### EXCERPT
[start]
Studio album by Ne-Yo
- Released: February 28, 2006
- Studio: Westlake, Compound (Los Angeles); Sony Music, Manhattan Beach (New York City);
- Genre: R&B
- Length: 49:35
- Label: Compound; Def Jam;
- Producer: Boola; Ron "Neff-U" Feemster; Brandon Howard; Sixx John; Ervin "EP" Pope; Brian "B-Nasty" Reid; Stargate; Shea Taylor; Curtis "Sauce" Wilson;

Ne-Yo chronology
|  | In My Own Words (2006) | Because of You (2007) |

Singles from In My Own Words
- "Stay" Released: September 19, 2005; "So Sick" Released: November 21, 2005; "When You're Mad" Released: March 6, 2006; "Sexy Love" Released: June 6, 2006;

= In My Own Words =

In My Own Words is the debut studio album of American singer-songwriter Ne-Yo. It was released by Compound Entertainment and Def Jam Recordings on February 28, 2006. Conceived following his songwriting breakthrough with "Let Me Love You" for fellow R&B singer Mario in 2004, Ne-Yo worked with musicians Ron "Neff-U" Feemster, Brandon Howard, Shea Taylor, and Curtis "Sauce" Wilson, as well as Norwegian production duo Stargate on most of the album, some of which would become regular contributors on subsequent projects. The singer co-wrote the lyrics for each song on In My Own Words which features guest appearances by rappers Peedi Peedi and Ghostface Killah.

Upon its release, the album received generally positive reviews from music critics and earned a Grammy Award nomination in the Best Contemporary R&B Album category. It debuted at number one on the US Billboard 200, with 301,000 copies sold, and reached the top ten of the Canadian Albums Chart. It was subsequently certified platinum by Recording Industry Association of America (RIAA), with 1.5 million copies sold in the United States, and became a platinum-seller in Australia, Japan, and the United Kingdom as well. Four singles were released from the album, including "Stay", "When You're Mad", "Sexy Love", and the number-one hit "So Sick". In further support, Ne-Yo went on tour in August 2006 with singer Chris Brown and Dem Franchize Boyz.
[end]
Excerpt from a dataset
[start]
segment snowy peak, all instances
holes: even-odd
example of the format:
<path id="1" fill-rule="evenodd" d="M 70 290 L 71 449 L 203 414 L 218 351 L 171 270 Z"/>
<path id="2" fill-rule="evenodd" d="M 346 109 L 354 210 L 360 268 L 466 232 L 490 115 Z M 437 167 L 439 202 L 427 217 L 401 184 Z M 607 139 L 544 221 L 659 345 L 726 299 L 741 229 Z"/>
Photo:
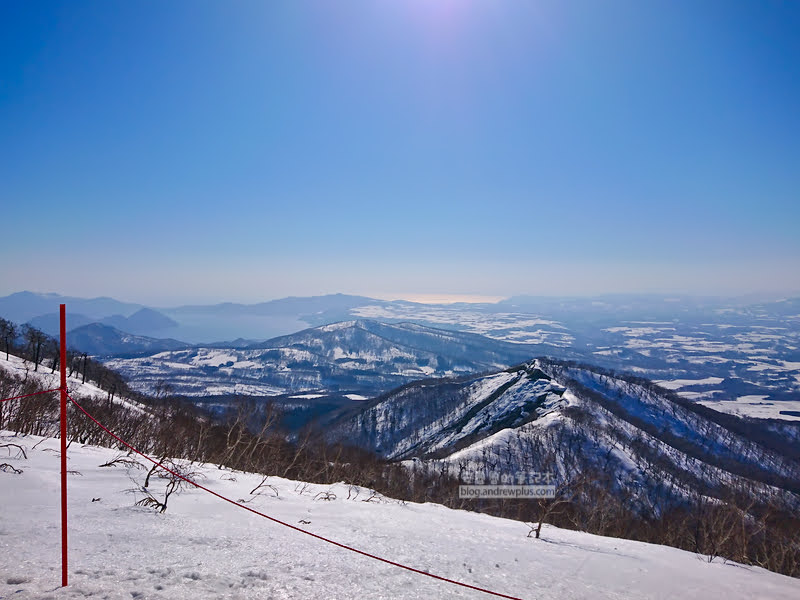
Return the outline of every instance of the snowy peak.
<path id="1" fill-rule="evenodd" d="M 154 352 L 106 364 L 143 392 L 165 380 L 190 396 L 352 392 L 372 397 L 418 379 L 497 371 L 531 354 L 525 345 L 475 334 L 364 319 L 245 348 Z"/>
<path id="2" fill-rule="evenodd" d="M 537 360 L 407 385 L 327 432 L 389 459 L 440 460 L 462 480 L 499 466 L 611 479 L 643 511 L 730 490 L 800 506 L 800 425 L 717 413 L 652 382 Z"/>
[end]
### CHALLENGE 1
Summarize the album article in two sentences.
### CHALLENGE 2
Reproduce the album article between "Singles from In" and "and Ghostface Killah.", inclusive, swapping "singer-songwriter" for "recording artist".

### WRITTEN SOLUTION 1
In My Own Words, the debut studio album by American singer-songwriter Ne-Yo, was released by Compound Entertainment and Def Jam Recordings on February 28, 2006, and Ne-Yo co-wrote the lyrics for each of its songs. The album received generally positive reviews and a Grammy Award nomination, debuted at number one on the US Billboard 200 with 301,000 copies sold, and was certified platinum by the RIAA.

### WRITTEN SOLUTION 2
Singles from In My Own Words
- "Stay" Released: September 19, 2005; "So Sick" Released: November 21, 2005; "When You're Mad" Released: March 6, 2006; "Sexy Love" Released: June 6, 2006;

= In My Own Words =

In My Own Words is the debut studio album of American recording artist Ne-Yo. It was released by Compound Entertainment and Def Jam Recordings on February 28, 2006. Conceived following his songwriting breakthrough with "Let Me Love You" for fellow R&B singer Mario in 2004, Ne-Yo worked with musicians Ron "Neff-U" Feemster, Brandon Howard, Shea Taylor, and Curtis "Sauce" Wilson, as well as Norwegian production duo Stargate on most of the album, some of which would become regular contributors on subsequent projects. The singer co-wrote the lyrics for each song on In My Own Words which features guest appearances by rappers Peedi Peedi and Ghostface Killah.